_Assigned task_
Look through the data below. Show each line where the string "wall" occurs.

::: Given information

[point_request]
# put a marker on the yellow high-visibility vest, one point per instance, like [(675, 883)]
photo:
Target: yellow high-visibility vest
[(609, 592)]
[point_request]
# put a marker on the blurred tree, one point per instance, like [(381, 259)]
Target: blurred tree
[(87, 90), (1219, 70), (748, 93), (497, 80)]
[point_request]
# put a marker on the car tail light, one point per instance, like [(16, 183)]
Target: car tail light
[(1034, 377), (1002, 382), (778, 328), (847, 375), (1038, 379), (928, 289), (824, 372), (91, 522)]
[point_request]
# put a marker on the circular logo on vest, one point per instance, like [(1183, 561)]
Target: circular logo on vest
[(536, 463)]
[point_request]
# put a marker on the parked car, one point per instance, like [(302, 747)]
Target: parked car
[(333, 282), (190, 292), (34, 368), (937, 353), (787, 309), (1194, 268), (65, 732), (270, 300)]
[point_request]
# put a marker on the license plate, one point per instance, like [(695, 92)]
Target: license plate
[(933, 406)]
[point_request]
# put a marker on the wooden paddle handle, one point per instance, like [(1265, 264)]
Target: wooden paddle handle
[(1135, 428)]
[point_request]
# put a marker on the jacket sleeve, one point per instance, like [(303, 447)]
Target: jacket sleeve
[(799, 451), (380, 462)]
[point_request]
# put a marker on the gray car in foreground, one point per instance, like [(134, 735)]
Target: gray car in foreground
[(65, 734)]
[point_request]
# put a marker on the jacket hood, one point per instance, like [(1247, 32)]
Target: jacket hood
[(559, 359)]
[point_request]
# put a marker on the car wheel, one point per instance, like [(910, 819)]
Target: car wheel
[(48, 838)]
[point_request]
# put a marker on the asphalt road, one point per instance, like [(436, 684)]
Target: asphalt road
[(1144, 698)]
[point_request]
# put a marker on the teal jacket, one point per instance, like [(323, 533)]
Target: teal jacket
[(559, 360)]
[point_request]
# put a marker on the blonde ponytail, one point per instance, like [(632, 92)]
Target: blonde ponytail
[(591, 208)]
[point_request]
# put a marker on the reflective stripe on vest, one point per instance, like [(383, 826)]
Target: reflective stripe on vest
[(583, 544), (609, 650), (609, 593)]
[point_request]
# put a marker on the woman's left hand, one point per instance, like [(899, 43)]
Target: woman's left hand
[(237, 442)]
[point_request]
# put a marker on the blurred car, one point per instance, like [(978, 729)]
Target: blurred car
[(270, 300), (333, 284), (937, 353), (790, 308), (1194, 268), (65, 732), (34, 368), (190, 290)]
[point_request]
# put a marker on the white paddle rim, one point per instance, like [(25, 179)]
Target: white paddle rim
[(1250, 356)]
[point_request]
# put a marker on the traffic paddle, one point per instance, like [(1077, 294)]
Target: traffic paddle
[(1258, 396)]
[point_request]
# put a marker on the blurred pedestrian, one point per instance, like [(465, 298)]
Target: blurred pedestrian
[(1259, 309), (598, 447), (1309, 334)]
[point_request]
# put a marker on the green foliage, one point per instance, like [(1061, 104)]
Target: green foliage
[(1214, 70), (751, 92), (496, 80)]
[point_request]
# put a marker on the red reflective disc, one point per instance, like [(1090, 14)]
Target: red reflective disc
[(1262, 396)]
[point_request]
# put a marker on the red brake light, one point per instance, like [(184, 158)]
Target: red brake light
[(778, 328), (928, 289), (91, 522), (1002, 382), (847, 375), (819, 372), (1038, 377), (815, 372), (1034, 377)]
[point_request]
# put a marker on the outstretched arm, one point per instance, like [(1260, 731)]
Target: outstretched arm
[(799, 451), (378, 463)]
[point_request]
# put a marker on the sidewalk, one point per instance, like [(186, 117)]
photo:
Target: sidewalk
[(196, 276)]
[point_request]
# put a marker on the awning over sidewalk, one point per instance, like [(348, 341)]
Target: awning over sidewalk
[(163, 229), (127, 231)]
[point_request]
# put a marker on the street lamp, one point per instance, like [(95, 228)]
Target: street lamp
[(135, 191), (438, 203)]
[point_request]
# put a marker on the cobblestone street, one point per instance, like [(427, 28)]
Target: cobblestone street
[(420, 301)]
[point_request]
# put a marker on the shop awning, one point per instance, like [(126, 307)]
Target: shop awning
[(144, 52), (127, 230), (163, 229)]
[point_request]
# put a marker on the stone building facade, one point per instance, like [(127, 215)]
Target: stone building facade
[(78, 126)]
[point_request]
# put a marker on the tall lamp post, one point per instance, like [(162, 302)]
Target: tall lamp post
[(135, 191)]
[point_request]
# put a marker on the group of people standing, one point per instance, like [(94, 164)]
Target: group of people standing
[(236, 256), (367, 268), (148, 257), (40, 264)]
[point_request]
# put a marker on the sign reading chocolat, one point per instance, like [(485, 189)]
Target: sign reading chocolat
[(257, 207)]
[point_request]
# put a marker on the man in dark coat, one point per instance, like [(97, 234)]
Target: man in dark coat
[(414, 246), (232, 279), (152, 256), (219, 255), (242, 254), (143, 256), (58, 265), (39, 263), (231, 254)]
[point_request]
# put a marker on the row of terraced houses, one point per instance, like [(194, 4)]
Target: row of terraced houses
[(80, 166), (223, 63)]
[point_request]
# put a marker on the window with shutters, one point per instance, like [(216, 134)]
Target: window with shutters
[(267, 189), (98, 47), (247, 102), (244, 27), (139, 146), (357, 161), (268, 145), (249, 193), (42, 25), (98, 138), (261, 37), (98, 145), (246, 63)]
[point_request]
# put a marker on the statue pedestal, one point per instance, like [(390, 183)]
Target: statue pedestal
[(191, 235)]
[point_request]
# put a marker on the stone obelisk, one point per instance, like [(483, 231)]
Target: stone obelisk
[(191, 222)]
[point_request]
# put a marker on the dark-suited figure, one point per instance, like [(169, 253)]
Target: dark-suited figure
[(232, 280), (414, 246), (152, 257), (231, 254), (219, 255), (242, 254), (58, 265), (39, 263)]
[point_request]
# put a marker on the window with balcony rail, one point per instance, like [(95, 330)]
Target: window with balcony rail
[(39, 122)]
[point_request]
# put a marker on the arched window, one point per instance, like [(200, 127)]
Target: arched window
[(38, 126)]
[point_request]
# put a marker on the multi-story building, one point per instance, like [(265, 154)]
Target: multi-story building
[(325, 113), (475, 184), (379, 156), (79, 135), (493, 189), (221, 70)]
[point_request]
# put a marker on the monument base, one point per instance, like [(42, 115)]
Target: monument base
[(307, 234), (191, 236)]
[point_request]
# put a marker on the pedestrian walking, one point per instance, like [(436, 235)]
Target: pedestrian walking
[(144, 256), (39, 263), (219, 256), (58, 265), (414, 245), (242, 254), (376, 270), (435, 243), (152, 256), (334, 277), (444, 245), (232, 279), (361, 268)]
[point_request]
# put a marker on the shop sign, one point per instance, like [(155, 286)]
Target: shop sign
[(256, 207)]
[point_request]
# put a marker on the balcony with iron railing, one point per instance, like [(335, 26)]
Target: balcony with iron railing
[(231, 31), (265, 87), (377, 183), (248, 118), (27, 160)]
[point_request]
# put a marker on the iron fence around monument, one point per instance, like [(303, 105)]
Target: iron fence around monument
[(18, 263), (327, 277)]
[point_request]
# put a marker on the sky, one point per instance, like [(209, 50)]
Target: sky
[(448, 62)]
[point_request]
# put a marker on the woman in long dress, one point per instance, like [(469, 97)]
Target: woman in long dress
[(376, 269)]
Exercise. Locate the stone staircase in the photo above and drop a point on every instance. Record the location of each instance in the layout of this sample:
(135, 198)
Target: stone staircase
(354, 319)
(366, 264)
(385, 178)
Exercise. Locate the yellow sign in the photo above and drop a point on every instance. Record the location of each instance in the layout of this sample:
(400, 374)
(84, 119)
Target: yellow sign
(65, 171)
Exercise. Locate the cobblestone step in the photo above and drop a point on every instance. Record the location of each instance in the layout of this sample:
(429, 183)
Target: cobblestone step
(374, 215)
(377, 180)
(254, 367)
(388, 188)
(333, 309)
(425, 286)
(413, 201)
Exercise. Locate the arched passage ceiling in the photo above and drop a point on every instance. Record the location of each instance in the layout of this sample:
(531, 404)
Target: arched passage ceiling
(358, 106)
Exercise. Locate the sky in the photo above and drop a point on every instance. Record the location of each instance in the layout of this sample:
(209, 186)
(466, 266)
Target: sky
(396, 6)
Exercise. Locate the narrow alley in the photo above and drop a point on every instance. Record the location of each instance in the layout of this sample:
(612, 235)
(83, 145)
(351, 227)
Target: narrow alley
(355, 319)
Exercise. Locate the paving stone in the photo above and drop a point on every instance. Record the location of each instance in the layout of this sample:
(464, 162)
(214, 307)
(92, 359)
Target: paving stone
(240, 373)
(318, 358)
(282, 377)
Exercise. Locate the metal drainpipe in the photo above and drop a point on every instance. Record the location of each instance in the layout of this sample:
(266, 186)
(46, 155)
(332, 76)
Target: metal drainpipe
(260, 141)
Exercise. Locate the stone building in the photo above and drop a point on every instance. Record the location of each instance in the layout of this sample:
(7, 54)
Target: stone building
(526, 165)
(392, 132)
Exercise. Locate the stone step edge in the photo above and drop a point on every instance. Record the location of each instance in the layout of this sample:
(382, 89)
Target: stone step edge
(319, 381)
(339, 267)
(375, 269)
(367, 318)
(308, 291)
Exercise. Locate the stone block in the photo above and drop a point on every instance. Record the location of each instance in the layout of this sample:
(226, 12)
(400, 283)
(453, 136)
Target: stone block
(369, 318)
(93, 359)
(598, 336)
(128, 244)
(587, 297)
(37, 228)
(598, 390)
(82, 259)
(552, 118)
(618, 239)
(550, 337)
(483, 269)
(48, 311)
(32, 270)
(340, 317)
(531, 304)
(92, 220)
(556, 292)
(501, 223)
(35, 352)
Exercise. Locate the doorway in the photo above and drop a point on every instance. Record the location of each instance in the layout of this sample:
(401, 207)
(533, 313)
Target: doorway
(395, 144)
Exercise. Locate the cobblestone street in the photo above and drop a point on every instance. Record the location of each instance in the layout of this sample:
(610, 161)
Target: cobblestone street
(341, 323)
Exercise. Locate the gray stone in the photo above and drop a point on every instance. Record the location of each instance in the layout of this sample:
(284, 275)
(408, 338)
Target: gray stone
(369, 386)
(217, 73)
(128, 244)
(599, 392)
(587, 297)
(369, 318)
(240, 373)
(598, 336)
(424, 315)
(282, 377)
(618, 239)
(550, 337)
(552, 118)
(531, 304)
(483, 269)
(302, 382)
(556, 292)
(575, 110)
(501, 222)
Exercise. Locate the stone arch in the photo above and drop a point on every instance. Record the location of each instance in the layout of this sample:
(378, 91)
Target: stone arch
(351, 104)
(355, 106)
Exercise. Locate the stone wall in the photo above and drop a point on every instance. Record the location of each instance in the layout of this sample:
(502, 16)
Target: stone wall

::::::

_Reply to the exercise_
Exercise. Locate the stone wall in the photo above and drop a point on every instance. Record the location of each instance in the layout of this sample:
Target: stone wall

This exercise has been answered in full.